(Referring expression data)

■ ■ ■ ■

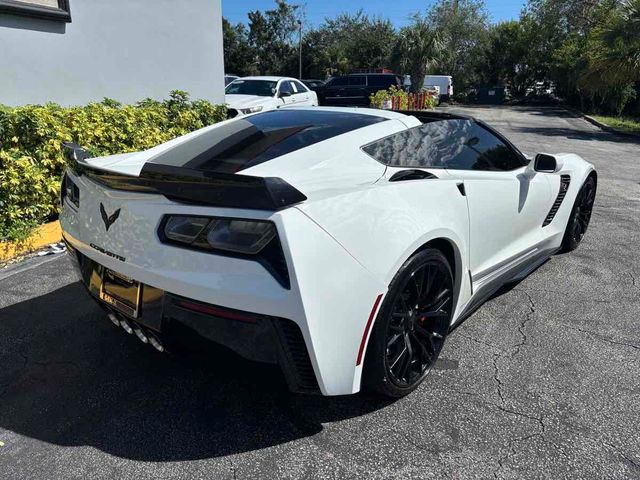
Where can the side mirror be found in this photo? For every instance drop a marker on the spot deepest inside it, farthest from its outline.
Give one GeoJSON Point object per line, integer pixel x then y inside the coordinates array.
{"type": "Point", "coordinates": [545, 163]}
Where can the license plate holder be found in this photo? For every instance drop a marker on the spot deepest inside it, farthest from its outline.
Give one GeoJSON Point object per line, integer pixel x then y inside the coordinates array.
{"type": "Point", "coordinates": [121, 293]}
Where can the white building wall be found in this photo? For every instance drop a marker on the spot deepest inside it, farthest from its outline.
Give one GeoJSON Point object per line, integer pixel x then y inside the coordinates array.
{"type": "Point", "coordinates": [123, 49]}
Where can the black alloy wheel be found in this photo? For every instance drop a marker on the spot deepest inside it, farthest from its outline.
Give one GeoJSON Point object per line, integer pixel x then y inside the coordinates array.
{"type": "Point", "coordinates": [412, 325]}
{"type": "Point", "coordinates": [580, 216]}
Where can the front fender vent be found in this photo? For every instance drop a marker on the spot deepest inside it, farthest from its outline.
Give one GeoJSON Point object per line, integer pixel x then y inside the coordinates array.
{"type": "Point", "coordinates": [565, 180]}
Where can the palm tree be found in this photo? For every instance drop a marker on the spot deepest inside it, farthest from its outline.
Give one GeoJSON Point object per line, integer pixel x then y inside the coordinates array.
{"type": "Point", "coordinates": [615, 48]}
{"type": "Point", "coordinates": [417, 50]}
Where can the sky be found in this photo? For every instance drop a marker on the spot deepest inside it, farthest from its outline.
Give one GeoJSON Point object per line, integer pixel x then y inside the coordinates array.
{"type": "Point", "coordinates": [397, 11]}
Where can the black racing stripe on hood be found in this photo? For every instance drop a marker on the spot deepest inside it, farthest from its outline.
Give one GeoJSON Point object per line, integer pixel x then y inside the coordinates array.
{"type": "Point", "coordinates": [246, 142]}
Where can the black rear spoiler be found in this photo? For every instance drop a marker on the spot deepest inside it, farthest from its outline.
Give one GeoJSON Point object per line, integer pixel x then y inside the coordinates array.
{"type": "Point", "coordinates": [193, 186]}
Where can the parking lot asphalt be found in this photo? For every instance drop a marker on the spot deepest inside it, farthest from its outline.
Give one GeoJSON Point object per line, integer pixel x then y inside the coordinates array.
{"type": "Point", "coordinates": [542, 382]}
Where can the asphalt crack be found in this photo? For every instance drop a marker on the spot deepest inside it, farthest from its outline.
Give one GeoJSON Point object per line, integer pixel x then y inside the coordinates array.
{"type": "Point", "coordinates": [605, 339]}
{"type": "Point", "coordinates": [233, 469]}
{"type": "Point", "coordinates": [481, 342]}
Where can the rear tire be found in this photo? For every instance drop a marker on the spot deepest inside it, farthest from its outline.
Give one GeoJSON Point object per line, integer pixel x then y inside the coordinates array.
{"type": "Point", "coordinates": [580, 216]}
{"type": "Point", "coordinates": [411, 326]}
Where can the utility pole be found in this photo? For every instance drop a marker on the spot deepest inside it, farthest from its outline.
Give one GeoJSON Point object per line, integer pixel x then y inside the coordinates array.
{"type": "Point", "coordinates": [300, 50]}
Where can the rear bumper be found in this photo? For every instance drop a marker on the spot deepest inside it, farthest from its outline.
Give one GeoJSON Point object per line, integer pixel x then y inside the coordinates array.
{"type": "Point", "coordinates": [257, 337]}
{"type": "Point", "coordinates": [330, 293]}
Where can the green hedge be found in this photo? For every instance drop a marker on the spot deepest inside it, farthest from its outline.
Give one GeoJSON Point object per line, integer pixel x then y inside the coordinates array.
{"type": "Point", "coordinates": [31, 153]}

■ ■ ■ ■

- _What you are asked to do_: Take the line containing "Where can the utility" as the start and the last line of the data as the end, and reproduce that range exactly.

- _Expected answer_:
Where can the utility pole be found in this photo? For every instance drop a marker on the spot deepest inside it, farthest from its outline.
Give one GeoJSON Point object per line, integer pixel x then y inside the coordinates array.
{"type": "Point", "coordinates": [300, 50]}
Where can the rear bumper be found in this photo? For every instance drop a marker on the spot deepest inside it, farthest from its outline.
Give one GeoJSON Point object per line, integer pixel x then y inside the coordinates array.
{"type": "Point", "coordinates": [257, 337]}
{"type": "Point", "coordinates": [330, 293]}
Where can the green hedge be found in this photo? For every instance drop a marker on the spot deepest inside it, farthest from its outline.
Give one GeoJSON Point object per line, integer pixel x then y inside the coordinates array.
{"type": "Point", "coordinates": [31, 153]}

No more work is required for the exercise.